PAGE
An example is provided by The Mercury, in Hobart, Tasmania, that reported on 10 October 1934 that in the woods around Bitterwell Lake, near Bristol, is a man aged 20, who lives in the tree tops wearing only a leopard skin.  His name is Bernard Skuse but he is known to his friends as Tarzan.

"That's my favourite tree" he told the "Daily Express" Bristol correspondent pointing out the tallest of a number of trees clustering round the lake. He was at the top in ten seconds swinging through the branches of adjacent trees to reach it.

He lives in an eyrie among the leaves which he built himself. It has a wooden floor and a thatched roof.  His explanation of his predilection for this mode of life is: "I like it so I do it."

He is bronzed with a perfectly proportioned muscular body.  He explained that his feet are rather flat, which makes climbing easy.  When not at work he hunts with a spear, a knife and a bow and arrow.  When he feels hot he dives into the lake."

Nowadays Bitterwell Lake is solely used for fishing but at the same time represents an important local amenity for the surrounding area.  A record 8.5 lb eel was caught at Bitterewell Lake in 1922.  This held the national record for almost half a century.

Village Hall

Henfield Village Hall – Parish Council records indicate that deeds were received in 1948 for land next to Bitterwell Lake to be used for a new village hall for the residents of the Henfield and New Engine. By the 1960s the village hall represented an important facility in the small community with Saturday dances, whist drives, youth club meetings, jumble sales as well as being a setting for the annual village shows.

The Hall has been modernised and is now known as the Henfield Social Club and is available for hire for a range of activities and private functions.

DATASET CONTENT
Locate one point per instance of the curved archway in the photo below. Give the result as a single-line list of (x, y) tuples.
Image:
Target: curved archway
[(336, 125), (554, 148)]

TASKS TO COMPLETE
1 - Using the Bitterwell Lake text, decide whether each statement agrees with it: (a) Bernard Skuse was 20 years old when the 1934 report was made. (b) His tree dwelling had a tiled roof. (c) Deeds for the village hall land were received in 1948. For each, answer yes or no and quote the words that decide it.
2 - According to the Bitterwell Lake text, what name does the modernized village hall go by now?
3 - Write the next part of the Bitterwell Lake text, picking up after its last sentence.

TASK ANSWERS
1 -
(a) Yes: "is a man aged 20, who lives in the tree tops wearing only a leopard skin."
(b) No: "It has a wooden floor and a thatched roof."
(c) Yes: "Parish Council records indicate that deeds were received in 1948 for land next to Bitterwell Lake"

2 - It is now known as the Henfield Social Club.

3 -
Recreation ground and play facilities

Newman Field – This small recreation area is located next to the Village Hall and Bitterwell Lake.  The land was donated by Jo Newman to the community in 1974.

Village Shop

The community no longer has a village shop but in the past in the 1960s a small store was run by Mrs Tovey.

Governance

The two tiers of local government that are responsible for administering Henfield are:

 South Gloucestershire Council
  Westerleigh Parish Council

Westerleigh Parish Council has 9 elected members.  Matters that have been under recent consideration at Henfield include:

 condition of the Boat Shed at Bitterwell Lake
 play area at Newman Field

Planning
In the adopted  South Gloucestershire Local Plan Henfield does not have a Defined Settlement Boundary on the Proposals Map and there are no sites allocated for new residential development.

The hamlet is within an area defined as Green Belt and is located within the Forest of Avon area.  There are also Major Recreational Routes in the hamlet.

Environment

Landscape

Within the  South Gloucestershire Landscape Character Assessment SPD the hamlet of Henfield is within an area defined as:

Westerleigh Vale and Oldland Ridge – The Study indicates that Ram Hill and Henfield, a colliery settlement, are small dispersed/linear and clustered hamlets respectively, consisting of a mix of, Pennant sandstone with more recent render and brick buildings, focused around a convergence of minor roads and lanes. Around the two settlements are scattered farms.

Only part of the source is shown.